GOAL -
Copy the rows below word for word, starting at the line that contains "Our analyst would like the wooden coffee" and ending at the line that contains "left=473, top=223, right=509, bottom=244". Include both of those lines.

Source data
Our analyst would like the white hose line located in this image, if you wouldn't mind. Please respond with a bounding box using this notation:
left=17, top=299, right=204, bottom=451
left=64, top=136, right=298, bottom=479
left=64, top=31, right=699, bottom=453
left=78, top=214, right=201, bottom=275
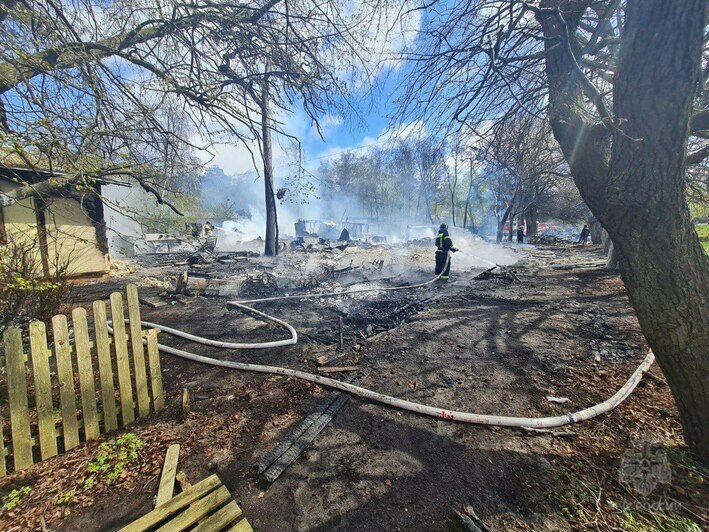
left=115, top=249, right=655, bottom=429
left=120, top=316, right=655, bottom=429
left=144, top=332, right=655, bottom=429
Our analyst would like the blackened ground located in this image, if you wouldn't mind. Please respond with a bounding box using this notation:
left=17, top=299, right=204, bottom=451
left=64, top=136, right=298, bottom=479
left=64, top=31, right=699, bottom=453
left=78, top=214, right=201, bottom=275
left=0, top=245, right=707, bottom=530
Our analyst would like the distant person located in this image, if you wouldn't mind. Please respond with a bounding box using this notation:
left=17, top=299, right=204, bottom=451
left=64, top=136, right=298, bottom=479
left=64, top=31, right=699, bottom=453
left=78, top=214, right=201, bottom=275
left=436, top=224, right=458, bottom=281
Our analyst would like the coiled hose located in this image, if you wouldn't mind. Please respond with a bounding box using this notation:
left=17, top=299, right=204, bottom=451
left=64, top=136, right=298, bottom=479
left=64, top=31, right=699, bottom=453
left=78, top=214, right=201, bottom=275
left=109, top=251, right=655, bottom=429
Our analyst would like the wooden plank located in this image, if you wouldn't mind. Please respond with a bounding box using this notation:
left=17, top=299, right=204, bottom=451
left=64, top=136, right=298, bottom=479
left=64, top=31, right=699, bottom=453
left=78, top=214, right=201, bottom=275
left=256, top=386, right=341, bottom=475
left=259, top=374, right=364, bottom=488
left=146, top=329, right=165, bottom=411
left=192, top=501, right=243, bottom=532
left=121, top=475, right=222, bottom=532
left=111, top=292, right=135, bottom=426
left=71, top=307, right=99, bottom=440
left=30, top=321, right=57, bottom=460
left=93, top=301, right=118, bottom=432
left=229, top=519, right=254, bottom=532
left=3, top=327, right=32, bottom=471
left=52, top=314, right=79, bottom=451
left=155, top=443, right=180, bottom=508
left=126, top=284, right=150, bottom=417
left=0, top=416, right=7, bottom=477
left=158, top=486, right=231, bottom=532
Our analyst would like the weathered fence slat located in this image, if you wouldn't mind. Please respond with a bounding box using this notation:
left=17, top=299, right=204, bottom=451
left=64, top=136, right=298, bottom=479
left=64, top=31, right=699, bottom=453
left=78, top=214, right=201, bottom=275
left=71, top=307, right=99, bottom=440
left=126, top=284, right=150, bottom=417
left=111, top=292, right=135, bottom=426
left=93, top=301, right=118, bottom=432
left=3, top=328, right=32, bottom=471
left=145, top=329, right=165, bottom=411
left=30, top=321, right=57, bottom=460
left=155, top=443, right=180, bottom=508
left=52, top=314, right=79, bottom=451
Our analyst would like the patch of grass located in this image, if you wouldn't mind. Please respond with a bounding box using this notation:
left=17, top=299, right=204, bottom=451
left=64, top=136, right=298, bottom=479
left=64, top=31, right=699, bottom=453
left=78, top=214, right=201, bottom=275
left=547, top=456, right=706, bottom=532
left=84, top=432, right=143, bottom=489
left=620, top=510, right=702, bottom=532
left=2, top=486, right=32, bottom=512
left=694, top=224, right=709, bottom=254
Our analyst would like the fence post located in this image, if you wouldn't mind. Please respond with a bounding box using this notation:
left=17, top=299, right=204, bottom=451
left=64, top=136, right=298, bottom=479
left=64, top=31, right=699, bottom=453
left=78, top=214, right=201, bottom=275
left=146, top=329, right=165, bottom=411
left=52, top=314, right=79, bottom=451
left=30, top=321, right=57, bottom=460
left=126, top=284, right=150, bottom=417
left=111, top=292, right=135, bottom=426
left=3, top=328, right=32, bottom=471
left=93, top=301, right=118, bottom=432
left=71, top=307, right=99, bottom=440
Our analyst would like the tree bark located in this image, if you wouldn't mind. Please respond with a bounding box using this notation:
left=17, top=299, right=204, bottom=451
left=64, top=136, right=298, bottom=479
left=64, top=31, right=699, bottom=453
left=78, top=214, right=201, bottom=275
left=588, top=216, right=603, bottom=244
left=537, top=0, right=709, bottom=463
left=261, top=72, right=278, bottom=257
left=497, top=204, right=512, bottom=244
left=525, top=205, right=539, bottom=236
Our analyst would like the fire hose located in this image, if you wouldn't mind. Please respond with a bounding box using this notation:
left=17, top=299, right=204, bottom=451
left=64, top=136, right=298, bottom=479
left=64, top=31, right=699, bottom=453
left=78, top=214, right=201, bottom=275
left=109, top=251, right=655, bottom=429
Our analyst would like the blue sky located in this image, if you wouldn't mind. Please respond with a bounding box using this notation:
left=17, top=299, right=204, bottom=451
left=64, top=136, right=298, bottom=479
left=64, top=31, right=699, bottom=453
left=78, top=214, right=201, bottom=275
left=200, top=5, right=421, bottom=178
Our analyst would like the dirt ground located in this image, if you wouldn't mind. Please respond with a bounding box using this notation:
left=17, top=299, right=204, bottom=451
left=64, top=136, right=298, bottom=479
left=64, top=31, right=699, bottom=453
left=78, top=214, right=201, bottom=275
left=0, top=245, right=709, bottom=530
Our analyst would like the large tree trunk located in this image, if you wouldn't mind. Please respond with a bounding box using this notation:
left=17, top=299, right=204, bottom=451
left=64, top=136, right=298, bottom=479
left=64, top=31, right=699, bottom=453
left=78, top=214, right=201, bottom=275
left=605, top=0, right=709, bottom=463
left=261, top=74, right=278, bottom=257
left=588, top=216, right=603, bottom=244
left=538, top=0, right=709, bottom=463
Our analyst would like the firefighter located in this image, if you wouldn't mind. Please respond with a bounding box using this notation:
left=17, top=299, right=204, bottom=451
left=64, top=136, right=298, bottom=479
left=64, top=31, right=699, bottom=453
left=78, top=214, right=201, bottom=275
left=436, top=224, right=458, bottom=281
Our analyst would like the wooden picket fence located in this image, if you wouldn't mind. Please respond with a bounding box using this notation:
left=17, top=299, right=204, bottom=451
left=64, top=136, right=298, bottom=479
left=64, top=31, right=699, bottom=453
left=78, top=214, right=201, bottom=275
left=0, top=285, right=165, bottom=476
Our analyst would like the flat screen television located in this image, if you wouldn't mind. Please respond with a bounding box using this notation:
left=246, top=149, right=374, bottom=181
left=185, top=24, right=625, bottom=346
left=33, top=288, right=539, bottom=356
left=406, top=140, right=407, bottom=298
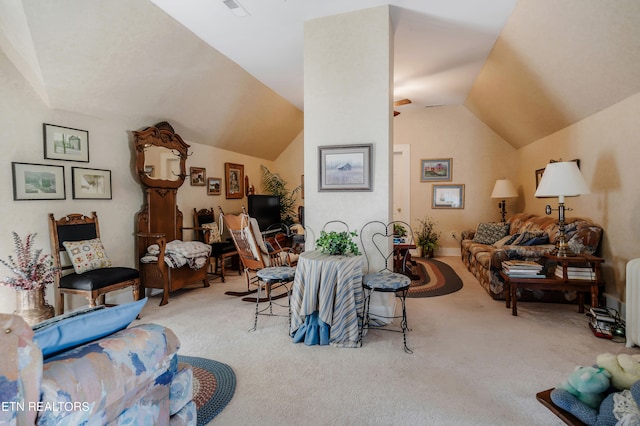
left=248, top=195, right=280, bottom=232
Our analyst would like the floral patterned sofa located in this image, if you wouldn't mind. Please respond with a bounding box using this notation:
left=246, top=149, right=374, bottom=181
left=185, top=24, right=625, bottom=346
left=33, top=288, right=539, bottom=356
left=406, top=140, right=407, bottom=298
left=0, top=308, right=196, bottom=425
left=461, top=213, right=602, bottom=302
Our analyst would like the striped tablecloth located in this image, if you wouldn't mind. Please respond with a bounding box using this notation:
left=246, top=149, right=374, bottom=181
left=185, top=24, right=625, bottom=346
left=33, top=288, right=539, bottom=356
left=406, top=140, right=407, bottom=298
left=290, top=251, right=365, bottom=348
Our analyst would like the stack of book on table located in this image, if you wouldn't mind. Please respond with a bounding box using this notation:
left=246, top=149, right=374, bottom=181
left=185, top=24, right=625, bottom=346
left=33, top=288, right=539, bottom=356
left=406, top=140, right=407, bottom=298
left=502, top=260, right=545, bottom=278
left=556, top=265, right=596, bottom=280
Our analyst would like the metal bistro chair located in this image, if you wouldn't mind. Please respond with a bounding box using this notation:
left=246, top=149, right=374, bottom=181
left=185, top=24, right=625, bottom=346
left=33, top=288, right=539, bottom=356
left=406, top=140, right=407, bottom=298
left=222, top=208, right=295, bottom=331
left=360, top=221, right=413, bottom=354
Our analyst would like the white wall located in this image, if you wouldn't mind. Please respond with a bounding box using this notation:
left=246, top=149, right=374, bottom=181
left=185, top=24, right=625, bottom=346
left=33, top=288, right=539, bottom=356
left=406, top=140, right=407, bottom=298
left=304, top=6, right=393, bottom=260
left=0, top=52, right=284, bottom=313
left=518, top=93, right=640, bottom=301
left=393, top=105, right=522, bottom=255
left=0, top=53, right=142, bottom=312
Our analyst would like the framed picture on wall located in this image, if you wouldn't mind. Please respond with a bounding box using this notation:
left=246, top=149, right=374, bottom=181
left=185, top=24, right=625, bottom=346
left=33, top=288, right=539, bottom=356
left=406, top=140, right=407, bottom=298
left=224, top=163, right=244, bottom=198
left=431, top=185, right=464, bottom=209
left=420, top=158, right=453, bottom=182
left=42, top=123, right=89, bottom=163
left=189, top=167, right=207, bottom=186
left=71, top=167, right=111, bottom=200
left=318, top=144, right=373, bottom=191
left=11, top=162, right=66, bottom=201
left=207, top=178, right=222, bottom=195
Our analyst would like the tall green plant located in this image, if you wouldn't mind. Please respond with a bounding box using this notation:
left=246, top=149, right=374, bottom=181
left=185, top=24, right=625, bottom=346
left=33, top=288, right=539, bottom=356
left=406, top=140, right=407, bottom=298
left=260, top=165, right=302, bottom=224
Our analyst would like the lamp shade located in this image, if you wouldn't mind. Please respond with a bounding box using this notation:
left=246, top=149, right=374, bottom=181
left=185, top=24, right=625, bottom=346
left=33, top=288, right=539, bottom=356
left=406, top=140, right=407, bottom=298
left=491, top=179, right=518, bottom=199
left=535, top=161, right=591, bottom=197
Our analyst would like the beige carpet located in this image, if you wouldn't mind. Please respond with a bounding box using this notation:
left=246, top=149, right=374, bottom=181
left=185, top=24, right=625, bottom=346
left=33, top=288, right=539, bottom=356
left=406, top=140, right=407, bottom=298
left=135, top=257, right=640, bottom=425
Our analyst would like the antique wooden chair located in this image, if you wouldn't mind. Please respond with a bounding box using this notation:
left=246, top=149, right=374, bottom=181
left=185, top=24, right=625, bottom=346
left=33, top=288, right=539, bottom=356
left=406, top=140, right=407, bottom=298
left=49, top=212, right=140, bottom=315
left=221, top=209, right=295, bottom=331
left=192, top=207, right=242, bottom=282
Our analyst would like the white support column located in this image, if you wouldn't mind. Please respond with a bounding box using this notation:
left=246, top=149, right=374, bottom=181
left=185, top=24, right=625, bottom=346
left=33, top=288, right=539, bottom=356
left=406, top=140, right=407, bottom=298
left=304, top=6, right=393, bottom=266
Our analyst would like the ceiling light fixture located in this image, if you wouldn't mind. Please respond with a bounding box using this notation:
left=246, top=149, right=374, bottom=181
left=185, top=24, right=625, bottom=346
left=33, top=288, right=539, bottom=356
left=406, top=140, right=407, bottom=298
left=222, top=0, right=250, bottom=17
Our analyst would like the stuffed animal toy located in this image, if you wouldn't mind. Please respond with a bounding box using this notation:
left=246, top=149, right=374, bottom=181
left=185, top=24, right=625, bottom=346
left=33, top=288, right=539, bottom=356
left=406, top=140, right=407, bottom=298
left=551, top=381, right=640, bottom=426
left=596, top=353, right=640, bottom=390
left=559, top=366, right=611, bottom=409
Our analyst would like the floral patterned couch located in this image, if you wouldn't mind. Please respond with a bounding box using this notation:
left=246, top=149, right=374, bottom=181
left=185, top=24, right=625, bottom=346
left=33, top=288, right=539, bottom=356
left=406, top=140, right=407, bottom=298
left=461, top=213, right=602, bottom=302
left=0, top=308, right=196, bottom=425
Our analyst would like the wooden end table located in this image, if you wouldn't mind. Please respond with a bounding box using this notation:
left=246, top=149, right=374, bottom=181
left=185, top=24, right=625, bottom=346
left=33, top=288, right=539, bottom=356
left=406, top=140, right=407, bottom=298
left=500, top=254, right=604, bottom=316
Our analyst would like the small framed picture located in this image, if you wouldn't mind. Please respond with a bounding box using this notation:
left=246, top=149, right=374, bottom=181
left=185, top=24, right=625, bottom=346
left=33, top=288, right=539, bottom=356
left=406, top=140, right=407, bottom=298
left=42, top=123, right=89, bottom=163
left=420, top=158, right=453, bottom=182
left=224, top=163, right=244, bottom=198
left=431, top=185, right=464, bottom=209
left=189, top=167, right=207, bottom=186
left=318, top=144, right=373, bottom=191
left=11, top=162, right=66, bottom=201
left=536, top=168, right=544, bottom=189
left=71, top=167, right=111, bottom=200
left=207, top=178, right=222, bottom=195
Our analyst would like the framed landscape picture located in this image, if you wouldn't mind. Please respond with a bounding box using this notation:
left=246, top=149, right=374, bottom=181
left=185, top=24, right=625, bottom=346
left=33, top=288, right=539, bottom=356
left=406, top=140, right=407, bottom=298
left=42, top=123, right=89, bottom=163
left=11, top=162, right=66, bottom=201
left=420, top=158, right=453, bottom=182
left=189, top=167, right=207, bottom=186
left=224, top=163, right=244, bottom=198
left=71, top=167, right=111, bottom=200
left=431, top=185, right=464, bottom=209
left=207, top=178, right=222, bottom=195
left=318, top=144, right=372, bottom=191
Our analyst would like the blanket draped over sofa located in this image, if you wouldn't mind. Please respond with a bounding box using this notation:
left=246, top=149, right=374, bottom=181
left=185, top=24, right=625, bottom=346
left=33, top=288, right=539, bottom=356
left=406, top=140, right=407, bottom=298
left=0, top=314, right=196, bottom=426
left=461, top=213, right=602, bottom=302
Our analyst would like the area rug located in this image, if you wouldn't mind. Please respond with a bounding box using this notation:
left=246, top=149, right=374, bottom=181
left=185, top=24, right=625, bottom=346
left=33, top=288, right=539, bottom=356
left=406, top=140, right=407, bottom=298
left=178, top=355, right=236, bottom=426
left=407, top=257, right=462, bottom=297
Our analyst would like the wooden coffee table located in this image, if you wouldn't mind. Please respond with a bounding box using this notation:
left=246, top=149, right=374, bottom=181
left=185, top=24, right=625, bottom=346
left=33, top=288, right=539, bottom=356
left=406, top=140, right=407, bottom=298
left=500, top=254, right=604, bottom=316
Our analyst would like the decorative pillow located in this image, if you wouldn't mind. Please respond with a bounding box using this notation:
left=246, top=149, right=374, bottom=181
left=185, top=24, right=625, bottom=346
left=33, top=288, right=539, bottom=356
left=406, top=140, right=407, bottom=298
left=33, top=297, right=147, bottom=358
left=62, top=238, right=111, bottom=274
left=202, top=222, right=222, bottom=244
left=493, top=235, right=514, bottom=248
left=520, top=234, right=549, bottom=246
left=504, top=233, right=521, bottom=246
left=473, top=223, right=509, bottom=244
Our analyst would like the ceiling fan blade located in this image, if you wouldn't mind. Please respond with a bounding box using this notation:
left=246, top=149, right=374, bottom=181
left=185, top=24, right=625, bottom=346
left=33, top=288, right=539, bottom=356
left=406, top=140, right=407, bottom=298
left=393, top=99, right=411, bottom=106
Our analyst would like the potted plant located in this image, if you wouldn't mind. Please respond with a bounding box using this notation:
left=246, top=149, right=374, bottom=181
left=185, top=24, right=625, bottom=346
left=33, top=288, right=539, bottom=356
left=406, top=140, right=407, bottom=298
left=316, top=231, right=360, bottom=255
left=0, top=232, right=58, bottom=325
left=415, top=216, right=440, bottom=257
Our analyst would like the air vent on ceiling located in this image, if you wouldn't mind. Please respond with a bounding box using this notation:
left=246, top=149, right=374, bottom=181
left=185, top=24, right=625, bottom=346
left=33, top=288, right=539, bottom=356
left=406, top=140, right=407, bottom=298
left=222, top=0, right=249, bottom=16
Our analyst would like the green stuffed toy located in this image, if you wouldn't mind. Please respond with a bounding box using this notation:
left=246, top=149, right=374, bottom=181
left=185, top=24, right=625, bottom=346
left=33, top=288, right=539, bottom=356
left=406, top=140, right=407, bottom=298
left=559, top=366, right=611, bottom=409
left=596, top=353, right=640, bottom=390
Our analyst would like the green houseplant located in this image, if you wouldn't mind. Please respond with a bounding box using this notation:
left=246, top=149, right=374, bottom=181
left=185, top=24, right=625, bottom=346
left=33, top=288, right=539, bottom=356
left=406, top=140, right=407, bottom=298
left=415, top=216, right=440, bottom=257
left=316, top=231, right=360, bottom=255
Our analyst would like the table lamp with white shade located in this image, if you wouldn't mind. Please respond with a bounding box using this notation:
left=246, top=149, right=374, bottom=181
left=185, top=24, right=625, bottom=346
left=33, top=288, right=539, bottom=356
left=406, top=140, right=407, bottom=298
left=535, top=161, right=591, bottom=256
left=491, top=179, right=518, bottom=223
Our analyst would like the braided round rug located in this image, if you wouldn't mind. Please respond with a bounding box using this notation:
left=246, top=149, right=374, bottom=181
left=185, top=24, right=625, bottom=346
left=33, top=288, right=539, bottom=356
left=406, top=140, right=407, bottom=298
left=178, top=355, right=236, bottom=426
left=407, top=257, right=462, bottom=297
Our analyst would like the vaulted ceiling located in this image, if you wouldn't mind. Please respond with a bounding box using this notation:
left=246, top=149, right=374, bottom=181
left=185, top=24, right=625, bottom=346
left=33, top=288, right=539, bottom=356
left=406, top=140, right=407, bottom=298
left=0, top=0, right=640, bottom=159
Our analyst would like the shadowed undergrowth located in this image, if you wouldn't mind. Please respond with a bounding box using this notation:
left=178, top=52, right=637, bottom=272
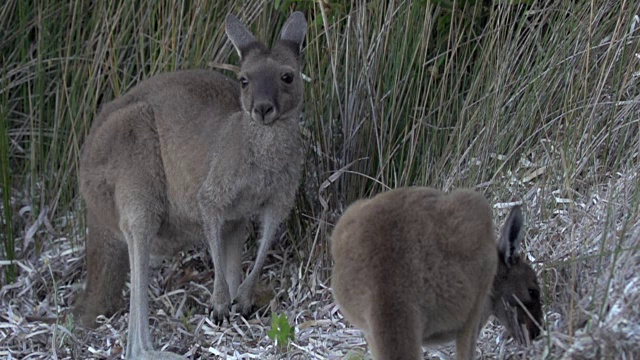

RESPONSE TO THIS EXERCISE -
Our analyst would like the wooden coffee table located in this image, if you wouldn't mind. Please respond with a bounding box using this notation:
left=246, top=149, right=374, bottom=181
left=185, top=24, right=625, bottom=346
left=33, top=288, right=539, bottom=356
left=406, top=140, right=407, bottom=298
left=500, top=254, right=604, bottom=316
Our analyst would like the decorative pillow located in this image, if you wouldn't mind. Please respond with a bounding box using this notation:
left=246, top=149, right=374, bottom=181
left=185, top=24, right=625, bottom=346
left=33, top=288, right=539, bottom=356
left=406, top=140, right=407, bottom=298
left=33, top=297, right=147, bottom=358
left=62, top=238, right=111, bottom=274
left=202, top=222, right=222, bottom=244
left=493, top=235, right=514, bottom=248
left=520, top=234, right=549, bottom=246
left=504, top=233, right=521, bottom=246
left=473, top=223, right=509, bottom=244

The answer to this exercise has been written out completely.